***** DATA TO USE *****

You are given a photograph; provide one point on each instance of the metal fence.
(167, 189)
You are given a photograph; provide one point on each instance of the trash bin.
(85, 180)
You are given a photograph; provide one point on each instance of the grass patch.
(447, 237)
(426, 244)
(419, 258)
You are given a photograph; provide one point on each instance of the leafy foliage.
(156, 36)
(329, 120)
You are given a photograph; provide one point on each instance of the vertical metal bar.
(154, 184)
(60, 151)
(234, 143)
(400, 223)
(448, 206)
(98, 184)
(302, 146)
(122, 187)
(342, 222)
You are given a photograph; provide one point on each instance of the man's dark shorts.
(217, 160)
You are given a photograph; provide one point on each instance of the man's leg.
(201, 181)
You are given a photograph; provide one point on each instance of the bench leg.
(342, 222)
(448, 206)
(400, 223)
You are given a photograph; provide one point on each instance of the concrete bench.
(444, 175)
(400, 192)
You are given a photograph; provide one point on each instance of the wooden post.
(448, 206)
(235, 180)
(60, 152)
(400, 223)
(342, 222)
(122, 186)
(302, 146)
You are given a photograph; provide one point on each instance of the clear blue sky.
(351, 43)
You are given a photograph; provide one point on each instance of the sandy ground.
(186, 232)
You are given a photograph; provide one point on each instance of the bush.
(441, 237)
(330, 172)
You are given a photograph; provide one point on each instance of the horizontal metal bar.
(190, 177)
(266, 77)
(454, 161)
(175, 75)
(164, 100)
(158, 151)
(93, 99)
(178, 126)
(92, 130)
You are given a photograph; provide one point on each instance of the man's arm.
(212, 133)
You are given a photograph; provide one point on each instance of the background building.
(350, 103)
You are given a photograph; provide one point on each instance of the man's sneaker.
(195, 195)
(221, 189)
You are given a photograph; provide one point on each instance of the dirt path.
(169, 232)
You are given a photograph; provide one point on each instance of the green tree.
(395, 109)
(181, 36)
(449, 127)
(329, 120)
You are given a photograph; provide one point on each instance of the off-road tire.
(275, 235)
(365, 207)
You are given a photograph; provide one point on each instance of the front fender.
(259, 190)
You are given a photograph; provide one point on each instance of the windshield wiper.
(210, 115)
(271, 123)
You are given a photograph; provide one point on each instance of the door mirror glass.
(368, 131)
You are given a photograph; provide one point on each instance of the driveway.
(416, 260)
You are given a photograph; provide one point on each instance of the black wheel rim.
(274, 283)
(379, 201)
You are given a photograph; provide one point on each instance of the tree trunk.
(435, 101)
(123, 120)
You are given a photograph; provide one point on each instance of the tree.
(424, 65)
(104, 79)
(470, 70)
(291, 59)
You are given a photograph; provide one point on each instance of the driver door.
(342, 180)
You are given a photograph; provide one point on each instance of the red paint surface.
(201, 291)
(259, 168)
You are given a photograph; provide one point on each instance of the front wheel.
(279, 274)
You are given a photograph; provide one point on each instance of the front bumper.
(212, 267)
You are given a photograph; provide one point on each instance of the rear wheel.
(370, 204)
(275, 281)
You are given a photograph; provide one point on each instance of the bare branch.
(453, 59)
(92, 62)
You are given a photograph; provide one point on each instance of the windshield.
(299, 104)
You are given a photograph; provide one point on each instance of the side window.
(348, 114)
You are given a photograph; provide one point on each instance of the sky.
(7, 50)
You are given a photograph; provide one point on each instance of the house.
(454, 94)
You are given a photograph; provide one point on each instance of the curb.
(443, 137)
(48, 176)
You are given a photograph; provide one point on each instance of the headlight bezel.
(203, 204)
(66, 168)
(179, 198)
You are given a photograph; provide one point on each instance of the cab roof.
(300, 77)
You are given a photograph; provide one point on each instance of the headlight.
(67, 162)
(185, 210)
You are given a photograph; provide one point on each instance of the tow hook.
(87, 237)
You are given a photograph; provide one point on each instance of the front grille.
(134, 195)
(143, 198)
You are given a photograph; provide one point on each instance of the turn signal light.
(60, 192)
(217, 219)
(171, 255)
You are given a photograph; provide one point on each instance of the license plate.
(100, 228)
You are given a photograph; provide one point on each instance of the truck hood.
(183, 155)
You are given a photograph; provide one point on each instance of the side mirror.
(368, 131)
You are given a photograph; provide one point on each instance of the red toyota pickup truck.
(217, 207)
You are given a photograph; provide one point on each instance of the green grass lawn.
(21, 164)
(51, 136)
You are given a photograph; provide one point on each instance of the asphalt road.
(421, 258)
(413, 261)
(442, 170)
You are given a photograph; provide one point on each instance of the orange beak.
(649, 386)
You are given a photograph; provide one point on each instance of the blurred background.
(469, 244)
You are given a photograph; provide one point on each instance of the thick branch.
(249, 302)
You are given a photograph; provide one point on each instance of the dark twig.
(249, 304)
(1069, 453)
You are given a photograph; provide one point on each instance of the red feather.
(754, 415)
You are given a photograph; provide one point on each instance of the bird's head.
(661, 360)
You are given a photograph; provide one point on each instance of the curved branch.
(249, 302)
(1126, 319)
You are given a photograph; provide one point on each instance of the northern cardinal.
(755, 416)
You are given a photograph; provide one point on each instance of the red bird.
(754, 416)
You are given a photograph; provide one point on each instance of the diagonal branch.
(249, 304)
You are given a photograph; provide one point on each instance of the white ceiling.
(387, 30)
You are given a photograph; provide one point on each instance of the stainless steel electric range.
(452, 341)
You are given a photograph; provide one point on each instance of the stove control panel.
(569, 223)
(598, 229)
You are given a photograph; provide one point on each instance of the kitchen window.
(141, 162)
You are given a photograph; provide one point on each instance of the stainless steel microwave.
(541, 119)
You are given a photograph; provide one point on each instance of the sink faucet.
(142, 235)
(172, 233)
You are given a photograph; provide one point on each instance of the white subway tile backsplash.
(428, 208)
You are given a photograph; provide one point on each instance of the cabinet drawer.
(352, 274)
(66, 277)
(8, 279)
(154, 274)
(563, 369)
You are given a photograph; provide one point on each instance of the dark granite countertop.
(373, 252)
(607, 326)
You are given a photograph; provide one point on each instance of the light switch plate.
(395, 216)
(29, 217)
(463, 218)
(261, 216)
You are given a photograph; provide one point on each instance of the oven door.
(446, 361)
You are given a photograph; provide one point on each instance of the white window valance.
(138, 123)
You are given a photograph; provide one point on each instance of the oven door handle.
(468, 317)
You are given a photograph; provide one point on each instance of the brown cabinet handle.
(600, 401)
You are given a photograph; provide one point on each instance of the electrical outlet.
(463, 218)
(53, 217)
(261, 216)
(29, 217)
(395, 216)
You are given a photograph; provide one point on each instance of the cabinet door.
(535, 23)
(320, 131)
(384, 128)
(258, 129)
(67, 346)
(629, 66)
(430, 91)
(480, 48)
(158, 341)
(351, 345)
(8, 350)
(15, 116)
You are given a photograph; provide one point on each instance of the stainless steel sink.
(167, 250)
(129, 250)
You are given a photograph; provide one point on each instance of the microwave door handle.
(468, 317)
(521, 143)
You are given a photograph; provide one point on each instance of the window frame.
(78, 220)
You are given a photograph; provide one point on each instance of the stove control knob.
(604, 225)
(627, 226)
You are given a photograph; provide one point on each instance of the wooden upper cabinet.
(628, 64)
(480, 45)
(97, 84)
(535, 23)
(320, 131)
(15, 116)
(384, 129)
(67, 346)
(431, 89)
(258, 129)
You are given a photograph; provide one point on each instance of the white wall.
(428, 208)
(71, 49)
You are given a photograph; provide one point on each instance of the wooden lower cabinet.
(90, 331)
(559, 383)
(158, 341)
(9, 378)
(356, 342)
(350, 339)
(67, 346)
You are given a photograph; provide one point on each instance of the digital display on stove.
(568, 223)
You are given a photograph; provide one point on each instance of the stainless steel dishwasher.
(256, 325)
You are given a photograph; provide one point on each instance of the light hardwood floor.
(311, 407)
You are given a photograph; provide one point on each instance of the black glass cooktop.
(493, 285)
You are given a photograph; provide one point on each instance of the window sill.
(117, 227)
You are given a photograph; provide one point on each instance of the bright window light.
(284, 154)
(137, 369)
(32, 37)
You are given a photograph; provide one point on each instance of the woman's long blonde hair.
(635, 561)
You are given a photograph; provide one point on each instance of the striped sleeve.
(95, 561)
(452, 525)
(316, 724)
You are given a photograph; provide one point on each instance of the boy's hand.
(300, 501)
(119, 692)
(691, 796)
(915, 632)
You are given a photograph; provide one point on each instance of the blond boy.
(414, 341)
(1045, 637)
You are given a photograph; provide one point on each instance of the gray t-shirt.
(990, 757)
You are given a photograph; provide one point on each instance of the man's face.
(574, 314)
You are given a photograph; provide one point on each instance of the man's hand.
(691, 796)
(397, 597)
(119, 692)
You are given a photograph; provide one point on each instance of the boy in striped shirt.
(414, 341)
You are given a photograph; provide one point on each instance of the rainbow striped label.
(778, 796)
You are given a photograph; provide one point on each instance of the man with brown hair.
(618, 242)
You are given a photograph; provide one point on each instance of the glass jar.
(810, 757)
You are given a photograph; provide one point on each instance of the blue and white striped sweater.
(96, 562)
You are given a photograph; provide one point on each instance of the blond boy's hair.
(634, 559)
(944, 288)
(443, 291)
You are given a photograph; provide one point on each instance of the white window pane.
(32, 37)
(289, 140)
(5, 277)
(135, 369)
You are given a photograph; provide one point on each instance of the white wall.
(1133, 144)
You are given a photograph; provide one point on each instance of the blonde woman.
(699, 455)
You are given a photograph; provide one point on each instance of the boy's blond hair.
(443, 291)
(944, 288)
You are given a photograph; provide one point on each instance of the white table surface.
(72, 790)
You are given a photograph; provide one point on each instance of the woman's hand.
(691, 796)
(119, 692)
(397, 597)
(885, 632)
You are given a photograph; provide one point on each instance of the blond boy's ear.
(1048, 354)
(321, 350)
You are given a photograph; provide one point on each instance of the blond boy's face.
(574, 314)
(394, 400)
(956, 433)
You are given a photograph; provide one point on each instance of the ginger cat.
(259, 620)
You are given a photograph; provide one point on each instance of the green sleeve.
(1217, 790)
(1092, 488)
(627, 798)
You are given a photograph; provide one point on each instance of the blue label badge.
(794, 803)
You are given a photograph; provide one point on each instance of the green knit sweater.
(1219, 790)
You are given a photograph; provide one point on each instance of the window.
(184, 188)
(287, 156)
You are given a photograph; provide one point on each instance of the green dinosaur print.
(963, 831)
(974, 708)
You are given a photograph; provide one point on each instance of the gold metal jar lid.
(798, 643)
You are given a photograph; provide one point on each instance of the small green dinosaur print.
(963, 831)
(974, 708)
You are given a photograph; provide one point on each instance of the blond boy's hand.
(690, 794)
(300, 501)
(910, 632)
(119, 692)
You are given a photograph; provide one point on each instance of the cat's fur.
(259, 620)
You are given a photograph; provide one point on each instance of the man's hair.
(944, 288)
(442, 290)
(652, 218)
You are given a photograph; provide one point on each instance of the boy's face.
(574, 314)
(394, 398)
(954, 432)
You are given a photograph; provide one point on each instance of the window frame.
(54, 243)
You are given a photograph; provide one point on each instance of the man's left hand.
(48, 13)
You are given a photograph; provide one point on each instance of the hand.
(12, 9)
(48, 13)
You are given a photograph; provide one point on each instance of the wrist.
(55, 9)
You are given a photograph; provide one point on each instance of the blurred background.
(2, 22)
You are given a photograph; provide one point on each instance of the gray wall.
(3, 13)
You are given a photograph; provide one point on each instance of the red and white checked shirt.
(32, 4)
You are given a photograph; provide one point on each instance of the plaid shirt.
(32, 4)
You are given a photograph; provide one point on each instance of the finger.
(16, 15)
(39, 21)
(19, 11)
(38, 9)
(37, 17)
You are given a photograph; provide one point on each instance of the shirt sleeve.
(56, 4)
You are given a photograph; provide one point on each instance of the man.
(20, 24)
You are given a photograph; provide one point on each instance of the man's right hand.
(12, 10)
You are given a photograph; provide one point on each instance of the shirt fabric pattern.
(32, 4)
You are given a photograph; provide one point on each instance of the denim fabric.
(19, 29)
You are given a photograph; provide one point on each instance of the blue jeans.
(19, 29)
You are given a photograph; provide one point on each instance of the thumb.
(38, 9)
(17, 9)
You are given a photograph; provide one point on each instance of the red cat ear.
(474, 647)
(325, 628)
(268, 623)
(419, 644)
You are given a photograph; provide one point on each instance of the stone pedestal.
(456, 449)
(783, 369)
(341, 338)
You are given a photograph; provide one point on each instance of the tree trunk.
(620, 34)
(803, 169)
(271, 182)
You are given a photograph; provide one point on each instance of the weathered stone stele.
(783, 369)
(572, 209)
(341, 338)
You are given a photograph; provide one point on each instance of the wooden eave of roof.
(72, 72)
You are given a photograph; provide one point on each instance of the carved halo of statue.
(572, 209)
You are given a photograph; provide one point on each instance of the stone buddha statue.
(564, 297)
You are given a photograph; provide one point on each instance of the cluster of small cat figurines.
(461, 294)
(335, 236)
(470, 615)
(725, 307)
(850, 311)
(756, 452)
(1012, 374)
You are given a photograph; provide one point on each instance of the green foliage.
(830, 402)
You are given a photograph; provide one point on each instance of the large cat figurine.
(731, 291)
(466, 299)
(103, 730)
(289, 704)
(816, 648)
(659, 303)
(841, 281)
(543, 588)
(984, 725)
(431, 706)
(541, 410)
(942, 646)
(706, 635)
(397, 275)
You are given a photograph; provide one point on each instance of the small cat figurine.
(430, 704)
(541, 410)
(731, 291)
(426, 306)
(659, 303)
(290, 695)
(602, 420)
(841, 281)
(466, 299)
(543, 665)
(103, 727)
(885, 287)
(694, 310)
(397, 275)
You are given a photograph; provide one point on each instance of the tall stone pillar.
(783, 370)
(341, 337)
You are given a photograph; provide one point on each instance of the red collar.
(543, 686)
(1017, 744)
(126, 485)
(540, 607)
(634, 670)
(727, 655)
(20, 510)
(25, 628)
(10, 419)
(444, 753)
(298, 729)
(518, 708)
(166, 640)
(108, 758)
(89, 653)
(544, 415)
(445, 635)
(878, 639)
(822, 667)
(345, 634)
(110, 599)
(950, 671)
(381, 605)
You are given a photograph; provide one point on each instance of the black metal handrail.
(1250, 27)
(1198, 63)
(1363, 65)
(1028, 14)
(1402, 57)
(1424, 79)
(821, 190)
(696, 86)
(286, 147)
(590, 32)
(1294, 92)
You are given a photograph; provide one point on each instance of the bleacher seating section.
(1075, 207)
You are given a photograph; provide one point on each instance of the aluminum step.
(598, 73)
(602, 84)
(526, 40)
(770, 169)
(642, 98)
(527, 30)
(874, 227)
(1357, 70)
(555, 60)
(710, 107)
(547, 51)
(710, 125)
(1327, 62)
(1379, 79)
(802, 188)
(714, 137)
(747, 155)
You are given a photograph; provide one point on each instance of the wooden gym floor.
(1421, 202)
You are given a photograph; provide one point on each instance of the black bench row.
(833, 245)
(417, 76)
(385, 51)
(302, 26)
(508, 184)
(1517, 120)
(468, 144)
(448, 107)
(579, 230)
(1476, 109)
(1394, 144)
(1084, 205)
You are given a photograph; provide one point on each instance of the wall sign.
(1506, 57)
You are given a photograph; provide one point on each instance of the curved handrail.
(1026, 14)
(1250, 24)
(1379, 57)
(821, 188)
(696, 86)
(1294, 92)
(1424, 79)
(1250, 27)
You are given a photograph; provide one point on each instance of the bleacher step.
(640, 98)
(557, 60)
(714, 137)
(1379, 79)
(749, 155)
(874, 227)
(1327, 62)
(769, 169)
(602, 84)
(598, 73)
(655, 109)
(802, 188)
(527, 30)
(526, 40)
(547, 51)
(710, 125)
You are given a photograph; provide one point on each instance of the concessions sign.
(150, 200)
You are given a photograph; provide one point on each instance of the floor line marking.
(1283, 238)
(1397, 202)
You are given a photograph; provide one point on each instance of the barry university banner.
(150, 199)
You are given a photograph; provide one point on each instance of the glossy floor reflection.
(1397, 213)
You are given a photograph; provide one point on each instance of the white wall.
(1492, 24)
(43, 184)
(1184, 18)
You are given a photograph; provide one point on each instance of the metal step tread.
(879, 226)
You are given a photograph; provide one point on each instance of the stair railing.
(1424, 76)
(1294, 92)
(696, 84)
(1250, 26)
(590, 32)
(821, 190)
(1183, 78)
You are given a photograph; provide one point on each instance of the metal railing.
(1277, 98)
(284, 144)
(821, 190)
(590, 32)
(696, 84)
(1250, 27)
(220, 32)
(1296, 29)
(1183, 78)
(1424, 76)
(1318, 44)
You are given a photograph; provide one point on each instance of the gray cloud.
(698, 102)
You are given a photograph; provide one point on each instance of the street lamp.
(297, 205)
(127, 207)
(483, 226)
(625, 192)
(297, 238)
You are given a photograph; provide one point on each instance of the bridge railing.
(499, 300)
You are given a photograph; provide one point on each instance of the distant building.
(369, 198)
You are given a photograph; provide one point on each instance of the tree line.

*****

#### DIRECTIVE
Write the lines of the material above as a JSON list of strings, one string per line, with blank lines left out. Begin at the line that contains "shirt fabric pattern." and stop after the line that contains "(1012, 374)".

#### WRITTEN RESPONSE
[
  "You are given a photograph; provide one point on each instance of the shirt fabric pattern.",
  "(32, 4)",
  "You are given a photograph; provide one point on each instance of the denim fabric.",
  "(19, 29)",
  "You are given a photograph; provide one point on each instance of the blue jeans.",
  "(19, 29)",
  "You are given a photograph; provide one point on each instance of the thumb.",
  "(38, 9)",
  "(17, 9)",
  "You are given a photograph; provide one point on each instance of the red cat ear.",
  "(474, 647)",
  "(325, 628)",
  "(268, 623)",
  "(419, 644)",
  "You are given a photograph; provide one point on each instance of the stone pedestal.",
  "(456, 449)",
  "(783, 369)",
  "(341, 338)",
  "You are given a photograph; provide one point on each instance of the tree trunk.",
  "(620, 34)",
  "(803, 169)",
  "(271, 182)",
  "You are given a photograph; provide one point on each instance of the weathered stone stele.",
  "(783, 369)",
  "(572, 209)",
  "(341, 338)",
  "You are given a photograph; provide one point on each instance of the wooden eave of roof.",
  "(72, 72)",
  "You are given a photograph; provide one point on each instance of the carved halo of statue.",
  "(572, 209)",
  "You are given a photograph; provide one point on each instance of the stone buddha statue.",
  "(564, 297)",
  "You are given a photograph; provide one point on each instance of the cluster of small cat figurines.",
  "(461, 294)",
  "(335, 236)",
  "(470, 615)",
  "(725, 307)",
  "(850, 311)",
  "(756, 452)",
  "(1012, 374)"
]